_Problem set_.
A. According to the season overview, what age range is allowed for dancers in the open auditions?
B. Reproduce a part of the season overview, beginning at the words "Season chronology" and stopping after the words "career advancement opportunities.".

::: Given passage

- No. of episodes: 22 + 4 documentaries

Release
- Original network: HTV7 (HCMC) HTV2 (Hanoi) CVTV1 (Cần Thơ) DRT (Da Nang) YanTV
- Original release: September 15 – December 15, 2012

Season chronology
- Next → Season 2

= So You Think You Can Dance (Vietnamese TV series) season 1 =

Thử thách cùng bước nhảy: So You Think You Can Dance is a Vietnamese televised dance competition and an entry in the international So You Think You Can Dance television franchise. The show is produced by Dong Tay Promotion Company and began broadcasting its first season on September 15, 2012. Chí Anh from Bước nhảy hoàn vũ is set to be permanent judge, with additional permanent judges yet to be announced. Guest judges include Ngô Thanh Vân, broadway staff John Huy Trần, choreographer Trần Ly Ly, rapper Việt Max, and host Thanh Bạch. The show's winner will receive 400 million đồng and a choice between several career advancement opportunities.

==Format==
The show will feature twenty-three episodes, and a format similar to that of the original U.S. series in season 2-8. The first season will begin with three open audition episodes in which dancers (both professional and amateur, from any stylistic background and of ages from 16 to 30) can attempt to impress a panel of judges with their ability and earn a spot amongst the Top 100 competitors in the Ho Chi Minh City Semi-finals, which will represent one episode. The various rounds of the semi-finals will reduce these 100 contestant to a Top 20, who will then be paired into ten couples that will go on to perform in nine successive live shows, each of which will be followed by a results show, all culminating in a live finale.

::::::
::: Extracted material

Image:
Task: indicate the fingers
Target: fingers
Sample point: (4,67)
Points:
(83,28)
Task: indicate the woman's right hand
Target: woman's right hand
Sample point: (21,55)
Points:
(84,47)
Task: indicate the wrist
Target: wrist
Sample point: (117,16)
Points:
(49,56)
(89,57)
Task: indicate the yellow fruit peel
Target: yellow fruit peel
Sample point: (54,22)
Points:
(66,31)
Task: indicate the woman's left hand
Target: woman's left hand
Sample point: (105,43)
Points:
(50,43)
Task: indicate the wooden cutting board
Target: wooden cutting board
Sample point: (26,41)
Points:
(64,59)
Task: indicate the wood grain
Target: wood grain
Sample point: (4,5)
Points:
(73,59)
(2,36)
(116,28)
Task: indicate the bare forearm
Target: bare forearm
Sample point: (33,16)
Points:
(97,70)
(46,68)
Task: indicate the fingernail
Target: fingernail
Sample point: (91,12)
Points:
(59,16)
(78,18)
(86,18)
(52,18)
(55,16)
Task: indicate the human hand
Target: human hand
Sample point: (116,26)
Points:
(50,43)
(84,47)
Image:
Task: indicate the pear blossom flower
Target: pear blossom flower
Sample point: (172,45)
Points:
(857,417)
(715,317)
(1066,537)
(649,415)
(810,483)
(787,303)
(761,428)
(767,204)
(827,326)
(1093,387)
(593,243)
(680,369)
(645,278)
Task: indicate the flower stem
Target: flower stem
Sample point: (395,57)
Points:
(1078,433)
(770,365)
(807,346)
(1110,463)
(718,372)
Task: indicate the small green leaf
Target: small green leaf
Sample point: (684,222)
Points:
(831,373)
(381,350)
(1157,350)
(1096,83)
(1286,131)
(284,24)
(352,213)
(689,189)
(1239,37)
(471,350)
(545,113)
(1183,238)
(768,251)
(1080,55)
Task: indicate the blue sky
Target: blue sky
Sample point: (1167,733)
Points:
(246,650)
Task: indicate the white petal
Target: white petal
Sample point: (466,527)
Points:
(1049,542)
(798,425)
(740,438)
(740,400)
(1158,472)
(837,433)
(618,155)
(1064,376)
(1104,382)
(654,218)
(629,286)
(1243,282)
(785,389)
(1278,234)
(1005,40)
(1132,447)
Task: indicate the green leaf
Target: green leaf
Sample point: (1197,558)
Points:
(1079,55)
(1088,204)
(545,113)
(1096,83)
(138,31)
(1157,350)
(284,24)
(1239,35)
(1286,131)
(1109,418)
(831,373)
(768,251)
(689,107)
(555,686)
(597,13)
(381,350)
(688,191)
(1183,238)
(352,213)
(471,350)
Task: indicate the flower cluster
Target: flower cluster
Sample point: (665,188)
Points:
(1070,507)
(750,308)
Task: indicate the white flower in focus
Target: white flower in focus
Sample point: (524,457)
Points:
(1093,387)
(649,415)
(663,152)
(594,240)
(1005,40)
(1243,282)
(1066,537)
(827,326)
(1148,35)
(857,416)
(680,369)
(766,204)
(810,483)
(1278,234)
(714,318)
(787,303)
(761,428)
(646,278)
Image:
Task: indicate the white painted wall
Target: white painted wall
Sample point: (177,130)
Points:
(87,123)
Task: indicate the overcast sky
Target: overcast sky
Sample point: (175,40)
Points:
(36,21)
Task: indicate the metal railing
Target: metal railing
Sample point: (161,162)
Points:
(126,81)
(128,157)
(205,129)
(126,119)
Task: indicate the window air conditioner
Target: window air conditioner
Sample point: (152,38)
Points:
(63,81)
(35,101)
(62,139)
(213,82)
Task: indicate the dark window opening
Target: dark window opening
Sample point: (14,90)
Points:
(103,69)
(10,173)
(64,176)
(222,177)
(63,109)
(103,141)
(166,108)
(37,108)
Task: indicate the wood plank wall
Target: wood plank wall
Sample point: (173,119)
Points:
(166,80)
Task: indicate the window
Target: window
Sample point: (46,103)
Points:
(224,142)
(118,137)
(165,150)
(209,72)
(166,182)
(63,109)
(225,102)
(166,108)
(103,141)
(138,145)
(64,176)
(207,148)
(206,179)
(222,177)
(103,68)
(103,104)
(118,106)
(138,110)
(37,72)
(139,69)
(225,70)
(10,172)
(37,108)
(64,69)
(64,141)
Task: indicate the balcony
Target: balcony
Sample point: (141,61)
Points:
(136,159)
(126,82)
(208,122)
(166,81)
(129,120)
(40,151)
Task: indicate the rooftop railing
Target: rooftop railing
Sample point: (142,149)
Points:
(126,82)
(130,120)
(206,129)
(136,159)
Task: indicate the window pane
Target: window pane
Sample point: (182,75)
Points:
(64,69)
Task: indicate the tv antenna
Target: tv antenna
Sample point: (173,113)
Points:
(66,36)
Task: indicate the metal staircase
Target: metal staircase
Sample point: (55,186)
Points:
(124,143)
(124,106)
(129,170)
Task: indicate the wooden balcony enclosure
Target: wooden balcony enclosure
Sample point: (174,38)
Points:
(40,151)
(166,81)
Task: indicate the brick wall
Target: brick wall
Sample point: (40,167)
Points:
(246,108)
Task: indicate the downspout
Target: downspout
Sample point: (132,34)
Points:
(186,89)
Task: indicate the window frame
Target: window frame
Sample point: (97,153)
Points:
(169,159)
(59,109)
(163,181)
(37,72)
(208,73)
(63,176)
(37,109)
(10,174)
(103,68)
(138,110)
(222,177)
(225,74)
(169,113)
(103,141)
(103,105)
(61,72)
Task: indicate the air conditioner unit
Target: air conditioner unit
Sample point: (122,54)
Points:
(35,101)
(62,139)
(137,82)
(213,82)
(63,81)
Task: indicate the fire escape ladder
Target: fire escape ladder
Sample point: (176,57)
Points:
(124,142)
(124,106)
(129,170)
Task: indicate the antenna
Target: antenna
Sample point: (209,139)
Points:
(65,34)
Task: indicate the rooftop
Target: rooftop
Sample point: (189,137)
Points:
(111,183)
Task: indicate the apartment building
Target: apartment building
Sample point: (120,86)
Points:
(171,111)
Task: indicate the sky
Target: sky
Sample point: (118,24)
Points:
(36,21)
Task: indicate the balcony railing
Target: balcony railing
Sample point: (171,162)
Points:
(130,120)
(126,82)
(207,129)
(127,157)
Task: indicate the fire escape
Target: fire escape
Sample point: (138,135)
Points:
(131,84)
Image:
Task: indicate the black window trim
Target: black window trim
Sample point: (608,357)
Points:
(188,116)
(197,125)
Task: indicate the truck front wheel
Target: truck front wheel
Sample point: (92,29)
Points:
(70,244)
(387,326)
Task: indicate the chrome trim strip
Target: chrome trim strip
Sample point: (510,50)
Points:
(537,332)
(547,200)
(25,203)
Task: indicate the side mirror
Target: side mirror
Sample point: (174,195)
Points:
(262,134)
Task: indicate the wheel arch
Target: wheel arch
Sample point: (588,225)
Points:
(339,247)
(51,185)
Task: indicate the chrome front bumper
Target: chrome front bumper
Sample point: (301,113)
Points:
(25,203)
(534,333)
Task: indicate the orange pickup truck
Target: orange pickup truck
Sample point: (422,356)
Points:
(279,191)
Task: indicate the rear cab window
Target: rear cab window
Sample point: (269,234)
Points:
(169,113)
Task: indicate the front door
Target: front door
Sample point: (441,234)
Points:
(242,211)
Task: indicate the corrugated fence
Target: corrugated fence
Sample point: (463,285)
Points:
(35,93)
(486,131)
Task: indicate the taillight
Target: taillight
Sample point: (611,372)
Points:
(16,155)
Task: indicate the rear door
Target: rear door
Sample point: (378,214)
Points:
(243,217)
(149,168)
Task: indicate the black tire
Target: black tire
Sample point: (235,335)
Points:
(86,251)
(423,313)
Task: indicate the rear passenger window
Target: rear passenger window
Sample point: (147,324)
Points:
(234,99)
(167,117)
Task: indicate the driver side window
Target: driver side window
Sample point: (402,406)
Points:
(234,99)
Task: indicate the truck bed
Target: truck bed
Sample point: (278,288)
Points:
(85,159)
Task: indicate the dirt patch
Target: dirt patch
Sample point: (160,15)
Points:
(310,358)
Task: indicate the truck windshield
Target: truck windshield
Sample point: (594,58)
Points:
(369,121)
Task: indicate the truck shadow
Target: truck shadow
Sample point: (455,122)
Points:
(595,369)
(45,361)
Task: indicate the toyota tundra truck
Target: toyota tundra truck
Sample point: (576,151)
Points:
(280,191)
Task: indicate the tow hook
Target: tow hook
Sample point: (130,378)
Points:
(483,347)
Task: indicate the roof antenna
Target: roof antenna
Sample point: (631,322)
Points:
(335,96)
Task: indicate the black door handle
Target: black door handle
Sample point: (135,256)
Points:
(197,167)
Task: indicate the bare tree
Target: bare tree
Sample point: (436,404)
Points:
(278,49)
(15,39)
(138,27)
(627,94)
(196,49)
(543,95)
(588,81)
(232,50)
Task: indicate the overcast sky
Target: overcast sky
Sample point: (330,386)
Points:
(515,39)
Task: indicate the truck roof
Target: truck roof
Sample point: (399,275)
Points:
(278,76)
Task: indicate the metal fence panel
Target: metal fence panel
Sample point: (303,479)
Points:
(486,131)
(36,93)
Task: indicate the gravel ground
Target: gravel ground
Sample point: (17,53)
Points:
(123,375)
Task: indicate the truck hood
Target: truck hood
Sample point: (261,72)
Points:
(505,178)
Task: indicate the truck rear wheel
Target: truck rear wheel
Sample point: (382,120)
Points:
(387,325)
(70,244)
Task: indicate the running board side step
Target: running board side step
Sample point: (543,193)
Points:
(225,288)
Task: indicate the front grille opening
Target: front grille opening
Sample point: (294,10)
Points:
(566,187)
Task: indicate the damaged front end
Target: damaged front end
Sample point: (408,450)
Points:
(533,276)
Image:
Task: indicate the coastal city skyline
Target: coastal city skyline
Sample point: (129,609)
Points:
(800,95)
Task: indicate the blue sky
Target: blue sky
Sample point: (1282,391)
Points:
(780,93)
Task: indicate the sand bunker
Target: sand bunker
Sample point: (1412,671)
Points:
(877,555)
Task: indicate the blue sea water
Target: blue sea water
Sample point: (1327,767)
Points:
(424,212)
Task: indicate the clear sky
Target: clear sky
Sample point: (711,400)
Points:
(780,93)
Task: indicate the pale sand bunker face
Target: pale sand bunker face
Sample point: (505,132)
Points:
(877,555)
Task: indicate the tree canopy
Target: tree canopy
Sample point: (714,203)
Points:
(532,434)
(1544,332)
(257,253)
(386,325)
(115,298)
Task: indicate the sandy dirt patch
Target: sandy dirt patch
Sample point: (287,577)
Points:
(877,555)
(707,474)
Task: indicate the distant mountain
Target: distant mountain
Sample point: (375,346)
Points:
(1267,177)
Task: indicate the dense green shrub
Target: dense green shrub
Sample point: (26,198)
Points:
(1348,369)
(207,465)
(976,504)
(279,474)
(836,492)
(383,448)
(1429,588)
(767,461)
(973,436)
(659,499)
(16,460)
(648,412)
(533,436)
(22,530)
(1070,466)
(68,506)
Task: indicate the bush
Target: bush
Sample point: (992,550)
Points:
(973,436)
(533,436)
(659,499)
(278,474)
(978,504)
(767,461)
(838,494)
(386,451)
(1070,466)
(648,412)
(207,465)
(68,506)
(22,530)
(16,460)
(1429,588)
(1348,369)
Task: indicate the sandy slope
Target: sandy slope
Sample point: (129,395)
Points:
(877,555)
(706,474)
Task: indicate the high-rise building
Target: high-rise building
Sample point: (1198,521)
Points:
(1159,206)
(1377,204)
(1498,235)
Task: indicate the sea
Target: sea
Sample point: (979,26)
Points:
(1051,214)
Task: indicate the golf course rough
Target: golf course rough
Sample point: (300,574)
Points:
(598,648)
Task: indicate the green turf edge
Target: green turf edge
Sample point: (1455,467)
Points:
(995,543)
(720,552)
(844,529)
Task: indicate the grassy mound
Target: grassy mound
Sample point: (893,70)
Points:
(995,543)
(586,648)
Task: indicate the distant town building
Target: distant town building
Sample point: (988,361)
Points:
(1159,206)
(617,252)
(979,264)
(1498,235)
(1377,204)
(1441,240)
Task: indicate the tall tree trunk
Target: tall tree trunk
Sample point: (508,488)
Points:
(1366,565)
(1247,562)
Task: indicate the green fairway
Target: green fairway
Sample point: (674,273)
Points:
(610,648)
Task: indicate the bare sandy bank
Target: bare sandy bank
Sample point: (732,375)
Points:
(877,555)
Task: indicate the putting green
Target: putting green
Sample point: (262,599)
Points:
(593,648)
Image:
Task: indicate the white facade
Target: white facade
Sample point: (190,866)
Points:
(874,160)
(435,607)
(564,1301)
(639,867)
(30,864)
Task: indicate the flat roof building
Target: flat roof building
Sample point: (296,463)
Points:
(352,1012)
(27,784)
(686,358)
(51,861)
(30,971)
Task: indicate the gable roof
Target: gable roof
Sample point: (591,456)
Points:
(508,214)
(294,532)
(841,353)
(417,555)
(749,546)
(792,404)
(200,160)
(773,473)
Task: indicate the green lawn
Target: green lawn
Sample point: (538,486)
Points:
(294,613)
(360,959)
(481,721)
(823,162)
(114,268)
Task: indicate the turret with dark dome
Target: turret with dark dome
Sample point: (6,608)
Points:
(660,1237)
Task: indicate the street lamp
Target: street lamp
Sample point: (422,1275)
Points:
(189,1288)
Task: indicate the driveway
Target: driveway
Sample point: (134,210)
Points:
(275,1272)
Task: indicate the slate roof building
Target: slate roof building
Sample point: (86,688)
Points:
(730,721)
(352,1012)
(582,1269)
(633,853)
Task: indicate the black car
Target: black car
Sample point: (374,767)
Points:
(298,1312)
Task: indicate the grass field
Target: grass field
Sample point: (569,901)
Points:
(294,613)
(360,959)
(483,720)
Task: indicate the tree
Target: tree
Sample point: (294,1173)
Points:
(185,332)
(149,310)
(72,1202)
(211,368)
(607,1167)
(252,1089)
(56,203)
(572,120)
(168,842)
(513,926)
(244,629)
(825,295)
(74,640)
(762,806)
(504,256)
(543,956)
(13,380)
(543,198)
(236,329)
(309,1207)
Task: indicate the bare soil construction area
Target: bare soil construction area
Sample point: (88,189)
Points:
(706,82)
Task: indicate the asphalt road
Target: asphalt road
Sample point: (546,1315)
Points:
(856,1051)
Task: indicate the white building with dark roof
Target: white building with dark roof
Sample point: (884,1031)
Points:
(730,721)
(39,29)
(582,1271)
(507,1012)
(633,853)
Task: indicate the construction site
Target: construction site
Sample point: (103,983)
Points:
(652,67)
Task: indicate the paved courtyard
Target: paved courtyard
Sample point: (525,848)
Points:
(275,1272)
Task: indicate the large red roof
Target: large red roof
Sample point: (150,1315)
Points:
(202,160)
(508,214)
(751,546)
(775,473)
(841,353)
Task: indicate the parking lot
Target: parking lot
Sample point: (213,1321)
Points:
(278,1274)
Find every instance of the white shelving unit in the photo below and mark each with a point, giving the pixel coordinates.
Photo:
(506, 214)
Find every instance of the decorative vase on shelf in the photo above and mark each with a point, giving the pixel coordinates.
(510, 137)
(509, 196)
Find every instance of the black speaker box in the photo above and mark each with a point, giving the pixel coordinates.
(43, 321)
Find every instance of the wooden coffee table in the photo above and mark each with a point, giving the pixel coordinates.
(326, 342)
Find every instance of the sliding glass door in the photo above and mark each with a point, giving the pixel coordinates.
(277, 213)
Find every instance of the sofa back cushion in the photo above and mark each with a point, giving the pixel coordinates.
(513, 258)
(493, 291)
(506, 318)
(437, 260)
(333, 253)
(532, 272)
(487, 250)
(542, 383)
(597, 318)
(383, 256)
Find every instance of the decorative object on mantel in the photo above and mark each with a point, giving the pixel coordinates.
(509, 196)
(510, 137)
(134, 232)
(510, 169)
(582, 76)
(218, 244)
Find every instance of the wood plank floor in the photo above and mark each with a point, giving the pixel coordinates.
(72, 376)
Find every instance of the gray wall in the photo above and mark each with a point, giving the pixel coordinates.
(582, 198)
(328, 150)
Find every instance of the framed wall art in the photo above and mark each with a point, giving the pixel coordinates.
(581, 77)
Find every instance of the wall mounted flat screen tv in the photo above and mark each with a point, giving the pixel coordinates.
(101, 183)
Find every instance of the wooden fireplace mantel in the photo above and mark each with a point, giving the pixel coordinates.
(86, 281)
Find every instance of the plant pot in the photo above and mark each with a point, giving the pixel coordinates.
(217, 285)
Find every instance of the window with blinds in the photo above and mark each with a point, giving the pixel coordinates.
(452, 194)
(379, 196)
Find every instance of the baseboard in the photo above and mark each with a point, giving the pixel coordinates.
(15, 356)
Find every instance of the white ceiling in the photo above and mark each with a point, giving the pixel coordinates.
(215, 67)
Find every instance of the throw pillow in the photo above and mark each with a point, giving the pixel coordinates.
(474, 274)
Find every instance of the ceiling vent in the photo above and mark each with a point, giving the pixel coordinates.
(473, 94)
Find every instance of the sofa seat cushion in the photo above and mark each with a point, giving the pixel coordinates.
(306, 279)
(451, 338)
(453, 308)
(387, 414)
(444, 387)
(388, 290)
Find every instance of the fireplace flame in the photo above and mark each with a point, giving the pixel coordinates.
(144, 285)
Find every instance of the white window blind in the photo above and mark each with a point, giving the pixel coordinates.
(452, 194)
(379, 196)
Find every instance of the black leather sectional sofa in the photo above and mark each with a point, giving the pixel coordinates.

::::::

_Exercise answers_.
A. From 16 to 30.

B.
Season chronology
- Next → Season 2

= So You Think You Can Dance (Vietnamese TV series) season 1 =

Thử thách cùng bước nhảy: So You Think You Can Dance is a Vietnamese televised dance competition and an entry in the international So You Think You Can Dance television franchise. The show is produced by Dong Tay Promotion Company and began broadcasting its first season on September 15, 2012. Chí Anh from Bước nhảy hoàn vũ is set to be permanent judge, with additional permanent judges yet to be announced. Guest judges include Ngô Thanh Vân, broadway staff John Huy Trần, choreographer Trần Ly Ly, rapper Việt Max, and host Thanh Bạch. The show's winner will receive 400 million đồng and a choice between several career advancement opportunities.